- STATED EXERCISE
Write out exactly the lines below that run from the line containing "Exercise. Find the grey" through the last line of the records.

- PROVIDED ENTRIES
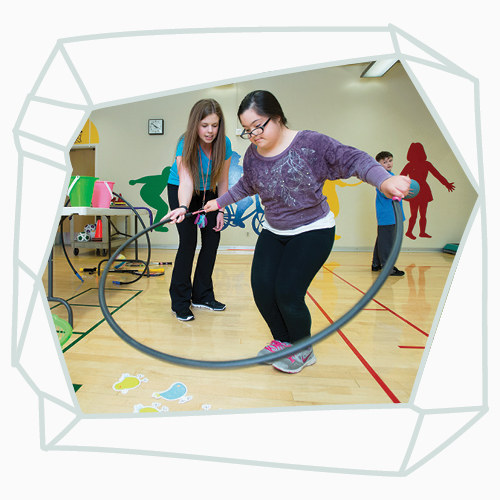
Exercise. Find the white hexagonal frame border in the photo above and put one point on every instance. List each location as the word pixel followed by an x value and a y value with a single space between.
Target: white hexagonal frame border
pixel 86 73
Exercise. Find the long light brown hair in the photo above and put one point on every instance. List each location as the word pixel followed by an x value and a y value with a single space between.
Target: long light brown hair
pixel 191 151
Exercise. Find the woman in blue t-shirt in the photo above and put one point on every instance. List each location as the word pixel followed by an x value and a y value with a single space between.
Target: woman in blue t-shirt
pixel 199 174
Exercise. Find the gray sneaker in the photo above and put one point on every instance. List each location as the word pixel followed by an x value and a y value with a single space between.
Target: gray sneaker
pixel 212 305
pixel 296 362
pixel 273 346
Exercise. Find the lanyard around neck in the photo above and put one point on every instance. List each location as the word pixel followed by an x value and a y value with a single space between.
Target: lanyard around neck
pixel 203 179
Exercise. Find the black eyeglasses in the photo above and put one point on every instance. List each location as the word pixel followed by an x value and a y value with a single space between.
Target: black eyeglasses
pixel 256 131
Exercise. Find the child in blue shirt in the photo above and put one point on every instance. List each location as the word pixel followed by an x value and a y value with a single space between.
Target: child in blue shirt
pixel 386 220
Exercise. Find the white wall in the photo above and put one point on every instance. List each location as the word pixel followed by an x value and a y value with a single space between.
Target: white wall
pixel 370 114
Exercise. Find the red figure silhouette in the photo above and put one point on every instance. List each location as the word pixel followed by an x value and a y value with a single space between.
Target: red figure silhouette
pixel 418 168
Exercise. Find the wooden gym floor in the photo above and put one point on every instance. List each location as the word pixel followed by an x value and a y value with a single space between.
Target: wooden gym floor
pixel 374 359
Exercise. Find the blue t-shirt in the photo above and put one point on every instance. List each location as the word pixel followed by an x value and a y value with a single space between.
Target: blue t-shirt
pixel 207 166
pixel 385 212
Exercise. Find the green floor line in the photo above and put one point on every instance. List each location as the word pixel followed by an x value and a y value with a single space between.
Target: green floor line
pixel 83 335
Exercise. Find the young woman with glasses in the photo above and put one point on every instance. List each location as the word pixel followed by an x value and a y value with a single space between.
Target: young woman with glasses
pixel 287 169
pixel 199 174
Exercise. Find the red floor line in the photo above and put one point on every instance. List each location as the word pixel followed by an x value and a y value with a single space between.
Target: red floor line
pixel 372 372
pixel 380 304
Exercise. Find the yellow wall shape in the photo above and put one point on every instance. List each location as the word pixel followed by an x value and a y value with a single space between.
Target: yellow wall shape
pixel 88 135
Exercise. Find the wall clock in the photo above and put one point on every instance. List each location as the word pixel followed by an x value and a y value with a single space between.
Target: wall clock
pixel 155 126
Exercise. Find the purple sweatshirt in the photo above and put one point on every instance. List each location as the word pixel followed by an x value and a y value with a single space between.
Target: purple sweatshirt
pixel 290 185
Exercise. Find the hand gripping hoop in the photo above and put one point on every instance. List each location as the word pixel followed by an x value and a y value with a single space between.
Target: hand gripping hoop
pixel 238 363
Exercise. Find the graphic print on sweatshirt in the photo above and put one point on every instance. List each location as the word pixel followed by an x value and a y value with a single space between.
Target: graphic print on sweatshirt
pixel 288 177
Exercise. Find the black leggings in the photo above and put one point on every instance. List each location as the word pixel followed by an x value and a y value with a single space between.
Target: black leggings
pixel 282 270
pixel 200 290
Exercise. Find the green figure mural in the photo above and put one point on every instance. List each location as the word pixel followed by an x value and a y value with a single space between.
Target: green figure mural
pixel 154 185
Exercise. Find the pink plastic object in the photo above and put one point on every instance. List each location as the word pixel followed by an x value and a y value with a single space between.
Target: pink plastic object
pixel 103 192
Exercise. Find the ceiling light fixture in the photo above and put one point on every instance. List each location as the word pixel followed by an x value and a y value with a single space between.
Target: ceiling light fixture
pixel 378 68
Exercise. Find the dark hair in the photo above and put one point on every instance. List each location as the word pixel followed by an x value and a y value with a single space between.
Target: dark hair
pixel 383 155
pixel 190 154
pixel 263 103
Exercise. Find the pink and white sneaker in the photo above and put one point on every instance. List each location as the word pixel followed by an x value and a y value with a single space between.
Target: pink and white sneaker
pixel 296 362
pixel 273 346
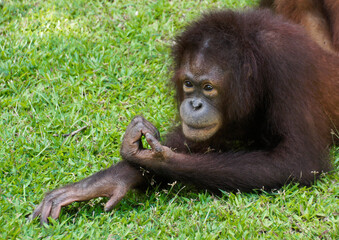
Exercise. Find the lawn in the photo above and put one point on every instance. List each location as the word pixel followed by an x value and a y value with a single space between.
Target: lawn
pixel 65 65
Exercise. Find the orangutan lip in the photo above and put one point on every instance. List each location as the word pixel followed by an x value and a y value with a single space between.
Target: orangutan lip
pixel 201 128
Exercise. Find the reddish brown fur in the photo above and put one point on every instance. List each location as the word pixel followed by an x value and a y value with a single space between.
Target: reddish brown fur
pixel 279 103
pixel 283 114
pixel 319 17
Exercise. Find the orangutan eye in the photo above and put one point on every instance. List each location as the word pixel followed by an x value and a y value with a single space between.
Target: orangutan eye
pixel 208 87
pixel 188 84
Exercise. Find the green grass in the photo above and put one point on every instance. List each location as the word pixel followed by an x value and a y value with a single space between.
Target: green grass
pixel 68 64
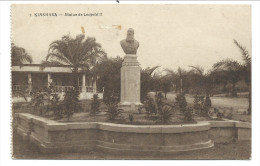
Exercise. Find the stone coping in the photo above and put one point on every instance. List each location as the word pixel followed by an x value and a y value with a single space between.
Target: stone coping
pixel 52 125
pixel 229 123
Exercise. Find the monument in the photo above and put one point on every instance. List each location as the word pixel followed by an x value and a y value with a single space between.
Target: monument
pixel 130 74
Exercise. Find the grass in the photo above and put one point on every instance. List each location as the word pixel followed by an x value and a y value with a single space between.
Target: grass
pixel 233 151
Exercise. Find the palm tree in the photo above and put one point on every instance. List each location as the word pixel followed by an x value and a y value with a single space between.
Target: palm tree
pixel 233 69
pixel 203 81
pixel 178 78
pixel 246 70
pixel 76 52
pixel 148 81
pixel 19 55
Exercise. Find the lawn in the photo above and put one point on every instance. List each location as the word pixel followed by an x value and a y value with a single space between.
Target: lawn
pixel 233 151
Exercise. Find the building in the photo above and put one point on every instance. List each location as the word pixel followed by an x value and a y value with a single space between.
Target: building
pixel 30 77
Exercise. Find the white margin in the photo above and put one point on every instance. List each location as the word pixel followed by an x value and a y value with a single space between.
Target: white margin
pixel 5 112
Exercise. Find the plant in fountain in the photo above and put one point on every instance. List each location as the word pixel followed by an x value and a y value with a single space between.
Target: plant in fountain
pixel 113 111
pixel 202 84
pixel 71 103
pixel 95 104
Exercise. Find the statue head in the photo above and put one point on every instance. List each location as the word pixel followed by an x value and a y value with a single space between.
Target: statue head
pixel 130 35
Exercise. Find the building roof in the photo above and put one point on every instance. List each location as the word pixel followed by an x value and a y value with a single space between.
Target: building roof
pixel 36 68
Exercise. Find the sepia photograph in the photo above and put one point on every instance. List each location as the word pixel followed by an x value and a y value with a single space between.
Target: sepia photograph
pixel 131 82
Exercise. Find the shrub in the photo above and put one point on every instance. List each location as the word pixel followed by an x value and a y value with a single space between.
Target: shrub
pixel 131 118
pixel 71 103
pixel 150 106
pixel 188 114
pixel 220 115
pixel 95 104
pixel 165 114
pixel 229 116
pixel 112 111
pixel 181 101
pixel 198 102
pixel 140 109
pixel 207 101
pixel 38 101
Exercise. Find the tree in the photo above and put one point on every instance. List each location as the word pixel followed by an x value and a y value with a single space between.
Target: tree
pixel 76 52
pixel 147 81
pixel 233 70
pixel 109 77
pixel 246 70
pixel 19 55
pixel 179 78
pixel 204 83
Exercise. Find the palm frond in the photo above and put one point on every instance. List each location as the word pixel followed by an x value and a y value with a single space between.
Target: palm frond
pixel 245 55
pixel 198 69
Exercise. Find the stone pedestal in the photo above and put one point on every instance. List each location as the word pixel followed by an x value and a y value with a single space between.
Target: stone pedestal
pixel 130 84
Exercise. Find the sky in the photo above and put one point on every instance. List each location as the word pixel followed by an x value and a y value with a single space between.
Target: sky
pixel 169 35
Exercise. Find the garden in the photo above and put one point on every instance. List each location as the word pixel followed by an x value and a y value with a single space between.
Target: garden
pixel 178 112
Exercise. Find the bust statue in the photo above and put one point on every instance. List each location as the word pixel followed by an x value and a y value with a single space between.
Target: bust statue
pixel 129 45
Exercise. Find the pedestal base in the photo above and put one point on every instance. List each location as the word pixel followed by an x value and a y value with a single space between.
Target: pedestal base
pixel 131 107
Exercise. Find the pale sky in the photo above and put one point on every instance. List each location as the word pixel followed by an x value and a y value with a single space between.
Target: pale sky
pixel 169 35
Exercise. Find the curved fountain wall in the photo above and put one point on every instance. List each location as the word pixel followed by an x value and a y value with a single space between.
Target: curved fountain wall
pixel 57 137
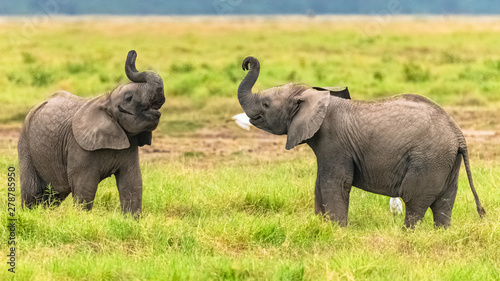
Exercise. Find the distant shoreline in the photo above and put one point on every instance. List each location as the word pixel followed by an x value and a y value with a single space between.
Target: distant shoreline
pixel 248 18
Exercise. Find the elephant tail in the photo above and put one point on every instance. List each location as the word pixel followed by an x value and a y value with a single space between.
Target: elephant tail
pixel 465 155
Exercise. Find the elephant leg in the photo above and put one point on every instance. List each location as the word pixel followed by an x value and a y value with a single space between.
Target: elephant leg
pixel 414 213
pixel 334 187
pixel 318 201
pixel 84 187
pixel 32 185
pixel 443 206
pixel 53 198
pixel 129 183
pixel 415 189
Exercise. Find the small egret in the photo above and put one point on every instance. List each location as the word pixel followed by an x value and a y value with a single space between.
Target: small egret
pixel 396 206
pixel 243 121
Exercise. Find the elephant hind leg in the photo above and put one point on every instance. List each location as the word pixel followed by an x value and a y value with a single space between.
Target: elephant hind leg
pixel 443 205
pixel 52 198
pixel 415 204
pixel 32 185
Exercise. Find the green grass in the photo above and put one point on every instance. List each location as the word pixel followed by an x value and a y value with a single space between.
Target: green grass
pixel 249 214
pixel 253 222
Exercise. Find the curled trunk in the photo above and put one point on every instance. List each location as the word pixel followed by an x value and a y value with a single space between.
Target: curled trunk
pixel 131 71
pixel 247 99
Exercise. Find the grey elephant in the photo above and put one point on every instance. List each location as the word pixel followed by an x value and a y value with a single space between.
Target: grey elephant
pixel 72 143
pixel 403 146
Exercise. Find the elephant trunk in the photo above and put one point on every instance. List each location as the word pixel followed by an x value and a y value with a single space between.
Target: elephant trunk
pixel 247 99
pixel 131 71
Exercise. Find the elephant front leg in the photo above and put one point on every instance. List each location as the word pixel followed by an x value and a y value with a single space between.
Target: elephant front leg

- FULL RESPONSE
Exercise. Find the grey elephant in the photo above and put one point on every instance. List each location as the word pixel followed by an x value and a y value with a single space between.
Target: grey elephant
pixel 72 143
pixel 403 146
Exercise. Find the elephant trunk in the photo above and put one point on every instance. List each location as the word pixel followed by an x value and a y value with a single space between.
Target: elephant trunk
pixel 247 99
pixel 131 71
Exercise. Find the elephant front leg in the photo above and put one point on every instance. List each location as the word pixel followed by an x value and a y value with a single space between.
Target: elephant front leg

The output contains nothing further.